- **What is being asked**:
Which lines of the records contain the word "cream"? Show each of them.

(Stored entries)
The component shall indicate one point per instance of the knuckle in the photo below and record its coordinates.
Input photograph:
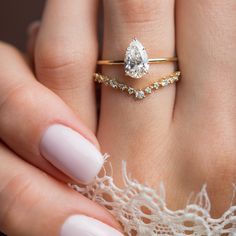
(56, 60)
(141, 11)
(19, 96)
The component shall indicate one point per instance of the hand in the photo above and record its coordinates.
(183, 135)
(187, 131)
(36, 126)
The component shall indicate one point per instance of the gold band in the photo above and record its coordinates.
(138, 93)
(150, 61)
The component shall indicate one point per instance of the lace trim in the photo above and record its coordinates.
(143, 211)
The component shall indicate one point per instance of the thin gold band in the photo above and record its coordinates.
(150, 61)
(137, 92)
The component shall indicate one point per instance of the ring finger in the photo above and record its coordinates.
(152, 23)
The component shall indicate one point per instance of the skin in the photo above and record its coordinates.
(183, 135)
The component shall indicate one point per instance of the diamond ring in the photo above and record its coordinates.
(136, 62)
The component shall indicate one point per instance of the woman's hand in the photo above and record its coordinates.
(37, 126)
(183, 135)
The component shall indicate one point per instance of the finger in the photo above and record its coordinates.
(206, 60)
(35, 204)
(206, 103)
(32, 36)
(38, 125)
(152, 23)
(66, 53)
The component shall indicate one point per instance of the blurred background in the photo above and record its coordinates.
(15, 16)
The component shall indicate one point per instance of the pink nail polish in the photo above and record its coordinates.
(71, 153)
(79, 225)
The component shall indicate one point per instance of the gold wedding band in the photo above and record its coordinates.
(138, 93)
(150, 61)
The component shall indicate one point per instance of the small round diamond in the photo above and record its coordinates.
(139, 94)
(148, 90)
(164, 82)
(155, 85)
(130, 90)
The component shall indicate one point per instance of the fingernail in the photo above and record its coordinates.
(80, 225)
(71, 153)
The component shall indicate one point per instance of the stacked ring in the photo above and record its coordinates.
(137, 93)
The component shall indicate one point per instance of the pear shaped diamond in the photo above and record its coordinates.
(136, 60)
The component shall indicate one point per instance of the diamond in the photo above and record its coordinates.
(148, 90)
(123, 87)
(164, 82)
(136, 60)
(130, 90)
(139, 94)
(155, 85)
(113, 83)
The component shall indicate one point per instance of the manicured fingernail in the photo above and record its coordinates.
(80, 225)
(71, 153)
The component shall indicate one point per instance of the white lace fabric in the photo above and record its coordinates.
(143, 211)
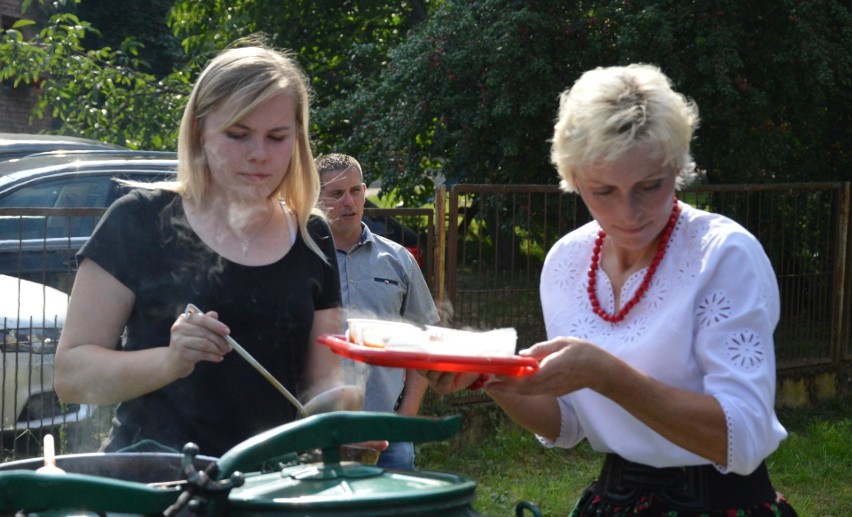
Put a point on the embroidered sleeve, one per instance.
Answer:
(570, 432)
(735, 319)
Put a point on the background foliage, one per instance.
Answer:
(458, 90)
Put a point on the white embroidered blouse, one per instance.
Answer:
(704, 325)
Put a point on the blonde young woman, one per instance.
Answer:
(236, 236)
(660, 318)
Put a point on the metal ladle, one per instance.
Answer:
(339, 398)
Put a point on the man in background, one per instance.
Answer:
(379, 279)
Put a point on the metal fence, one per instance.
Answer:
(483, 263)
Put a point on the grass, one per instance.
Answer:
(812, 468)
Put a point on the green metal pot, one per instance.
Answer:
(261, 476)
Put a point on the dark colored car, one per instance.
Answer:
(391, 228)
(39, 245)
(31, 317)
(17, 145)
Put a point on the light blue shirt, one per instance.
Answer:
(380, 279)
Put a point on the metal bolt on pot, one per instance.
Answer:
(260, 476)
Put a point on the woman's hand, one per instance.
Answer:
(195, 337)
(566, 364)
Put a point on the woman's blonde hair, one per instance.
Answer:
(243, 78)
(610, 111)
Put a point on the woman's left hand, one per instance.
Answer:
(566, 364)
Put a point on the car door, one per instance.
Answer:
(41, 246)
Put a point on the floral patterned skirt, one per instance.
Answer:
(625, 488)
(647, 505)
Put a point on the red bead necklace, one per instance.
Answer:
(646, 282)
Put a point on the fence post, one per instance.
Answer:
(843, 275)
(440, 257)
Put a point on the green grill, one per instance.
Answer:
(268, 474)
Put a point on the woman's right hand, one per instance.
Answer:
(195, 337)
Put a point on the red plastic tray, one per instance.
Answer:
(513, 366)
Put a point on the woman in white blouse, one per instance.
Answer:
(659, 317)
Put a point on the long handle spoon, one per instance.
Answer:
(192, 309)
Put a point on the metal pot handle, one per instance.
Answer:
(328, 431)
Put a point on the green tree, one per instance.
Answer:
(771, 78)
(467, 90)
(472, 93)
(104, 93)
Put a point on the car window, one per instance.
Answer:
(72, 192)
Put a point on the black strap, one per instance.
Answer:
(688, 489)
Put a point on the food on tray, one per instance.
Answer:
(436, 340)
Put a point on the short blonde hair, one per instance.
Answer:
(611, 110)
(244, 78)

---

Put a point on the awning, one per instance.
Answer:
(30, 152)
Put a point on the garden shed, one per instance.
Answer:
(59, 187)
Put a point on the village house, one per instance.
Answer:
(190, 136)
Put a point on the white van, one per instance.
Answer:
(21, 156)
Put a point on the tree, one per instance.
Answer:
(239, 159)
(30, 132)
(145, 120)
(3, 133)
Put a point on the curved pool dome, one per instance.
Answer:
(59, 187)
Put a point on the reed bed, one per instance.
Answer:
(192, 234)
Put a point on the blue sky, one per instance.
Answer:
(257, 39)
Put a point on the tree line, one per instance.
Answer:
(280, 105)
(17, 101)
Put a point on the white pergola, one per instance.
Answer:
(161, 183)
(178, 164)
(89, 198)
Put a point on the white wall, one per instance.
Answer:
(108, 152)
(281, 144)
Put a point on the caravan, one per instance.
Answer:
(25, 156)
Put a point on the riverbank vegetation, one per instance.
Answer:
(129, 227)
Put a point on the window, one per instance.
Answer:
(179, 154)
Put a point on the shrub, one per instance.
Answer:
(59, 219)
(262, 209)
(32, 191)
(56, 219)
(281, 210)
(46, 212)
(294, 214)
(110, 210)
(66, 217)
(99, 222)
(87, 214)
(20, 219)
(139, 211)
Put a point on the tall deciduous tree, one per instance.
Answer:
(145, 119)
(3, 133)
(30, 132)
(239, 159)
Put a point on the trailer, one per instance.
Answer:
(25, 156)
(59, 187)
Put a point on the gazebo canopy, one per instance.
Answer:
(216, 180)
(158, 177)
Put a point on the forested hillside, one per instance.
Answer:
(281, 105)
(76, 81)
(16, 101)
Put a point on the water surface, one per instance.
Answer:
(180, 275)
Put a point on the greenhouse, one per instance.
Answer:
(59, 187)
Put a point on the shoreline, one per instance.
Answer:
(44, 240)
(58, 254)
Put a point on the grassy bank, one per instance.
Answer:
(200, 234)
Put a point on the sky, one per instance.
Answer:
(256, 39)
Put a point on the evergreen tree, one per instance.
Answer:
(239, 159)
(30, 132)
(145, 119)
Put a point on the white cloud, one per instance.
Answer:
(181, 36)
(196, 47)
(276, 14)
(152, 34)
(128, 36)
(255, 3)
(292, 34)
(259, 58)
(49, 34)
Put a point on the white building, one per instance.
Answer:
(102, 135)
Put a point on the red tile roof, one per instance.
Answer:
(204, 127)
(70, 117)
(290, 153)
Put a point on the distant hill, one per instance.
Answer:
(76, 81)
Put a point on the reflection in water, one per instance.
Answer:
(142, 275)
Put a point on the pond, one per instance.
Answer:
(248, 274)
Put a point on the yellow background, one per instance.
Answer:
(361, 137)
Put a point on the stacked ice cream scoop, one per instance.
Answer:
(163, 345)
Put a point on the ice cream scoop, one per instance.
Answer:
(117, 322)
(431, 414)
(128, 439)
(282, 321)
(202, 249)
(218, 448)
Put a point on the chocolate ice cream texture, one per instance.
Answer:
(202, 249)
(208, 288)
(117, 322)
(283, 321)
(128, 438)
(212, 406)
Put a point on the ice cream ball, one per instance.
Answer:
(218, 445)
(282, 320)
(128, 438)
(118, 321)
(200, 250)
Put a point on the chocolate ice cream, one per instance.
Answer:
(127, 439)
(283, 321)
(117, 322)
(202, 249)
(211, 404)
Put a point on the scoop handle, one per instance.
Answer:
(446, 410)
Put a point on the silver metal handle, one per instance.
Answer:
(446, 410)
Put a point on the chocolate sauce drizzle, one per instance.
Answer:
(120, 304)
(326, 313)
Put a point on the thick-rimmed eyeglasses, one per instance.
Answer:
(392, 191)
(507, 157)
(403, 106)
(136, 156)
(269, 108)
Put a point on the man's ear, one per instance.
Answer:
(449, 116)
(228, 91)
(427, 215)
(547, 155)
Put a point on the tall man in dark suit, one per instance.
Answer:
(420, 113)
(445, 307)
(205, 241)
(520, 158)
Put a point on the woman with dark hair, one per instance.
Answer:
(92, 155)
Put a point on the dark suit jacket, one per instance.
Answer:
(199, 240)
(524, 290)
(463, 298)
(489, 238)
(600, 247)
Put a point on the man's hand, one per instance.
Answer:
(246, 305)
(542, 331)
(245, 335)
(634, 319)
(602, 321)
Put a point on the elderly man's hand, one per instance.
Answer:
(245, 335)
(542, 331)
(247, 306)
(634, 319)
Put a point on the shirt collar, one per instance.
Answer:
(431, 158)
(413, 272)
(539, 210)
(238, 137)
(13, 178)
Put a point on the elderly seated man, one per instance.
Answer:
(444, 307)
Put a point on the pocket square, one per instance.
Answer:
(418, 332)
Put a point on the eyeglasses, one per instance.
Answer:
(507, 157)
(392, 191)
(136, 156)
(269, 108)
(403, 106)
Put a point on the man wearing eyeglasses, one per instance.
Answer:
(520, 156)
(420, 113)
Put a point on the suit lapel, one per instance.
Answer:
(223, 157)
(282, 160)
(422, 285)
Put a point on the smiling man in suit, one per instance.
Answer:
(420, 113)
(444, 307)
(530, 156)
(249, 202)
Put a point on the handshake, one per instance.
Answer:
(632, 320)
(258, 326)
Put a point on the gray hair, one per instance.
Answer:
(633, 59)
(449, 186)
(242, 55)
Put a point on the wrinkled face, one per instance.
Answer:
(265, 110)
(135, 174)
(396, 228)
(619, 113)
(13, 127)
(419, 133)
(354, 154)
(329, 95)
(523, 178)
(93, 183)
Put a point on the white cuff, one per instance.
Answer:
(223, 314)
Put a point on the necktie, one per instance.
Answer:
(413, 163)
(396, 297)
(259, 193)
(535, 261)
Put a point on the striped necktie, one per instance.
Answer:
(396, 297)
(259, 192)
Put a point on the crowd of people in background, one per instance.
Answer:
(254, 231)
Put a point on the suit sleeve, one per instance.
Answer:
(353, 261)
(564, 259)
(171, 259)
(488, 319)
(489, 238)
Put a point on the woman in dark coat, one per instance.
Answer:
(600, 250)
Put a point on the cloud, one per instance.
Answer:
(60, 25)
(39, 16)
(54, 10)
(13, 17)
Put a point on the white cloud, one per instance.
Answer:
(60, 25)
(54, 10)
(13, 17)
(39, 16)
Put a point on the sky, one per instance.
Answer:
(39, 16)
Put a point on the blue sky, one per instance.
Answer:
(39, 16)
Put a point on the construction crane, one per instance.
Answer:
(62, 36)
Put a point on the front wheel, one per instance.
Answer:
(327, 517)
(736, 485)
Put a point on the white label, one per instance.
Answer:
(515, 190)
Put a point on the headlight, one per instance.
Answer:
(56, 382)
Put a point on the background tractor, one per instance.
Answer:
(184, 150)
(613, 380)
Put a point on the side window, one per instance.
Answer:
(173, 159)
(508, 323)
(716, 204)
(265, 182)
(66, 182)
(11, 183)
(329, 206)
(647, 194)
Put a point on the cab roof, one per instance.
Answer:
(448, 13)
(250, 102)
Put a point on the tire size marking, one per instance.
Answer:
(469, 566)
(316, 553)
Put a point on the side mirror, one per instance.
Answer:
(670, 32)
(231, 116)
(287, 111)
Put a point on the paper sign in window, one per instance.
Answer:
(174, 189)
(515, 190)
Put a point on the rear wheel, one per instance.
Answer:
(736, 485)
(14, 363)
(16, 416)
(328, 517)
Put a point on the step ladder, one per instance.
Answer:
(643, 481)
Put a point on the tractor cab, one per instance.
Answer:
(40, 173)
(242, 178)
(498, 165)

- **Solution to this problem**:
Put a point on the stacked ice cream scoop, one per instance.
Put a point on the ice cream scoop, one per instance.
Put a point on the chocolate ice cream texture, one per instance.
Put a point on the ice cream ball, one per instance.
Put a point on the chocolate ice cream, one per instance.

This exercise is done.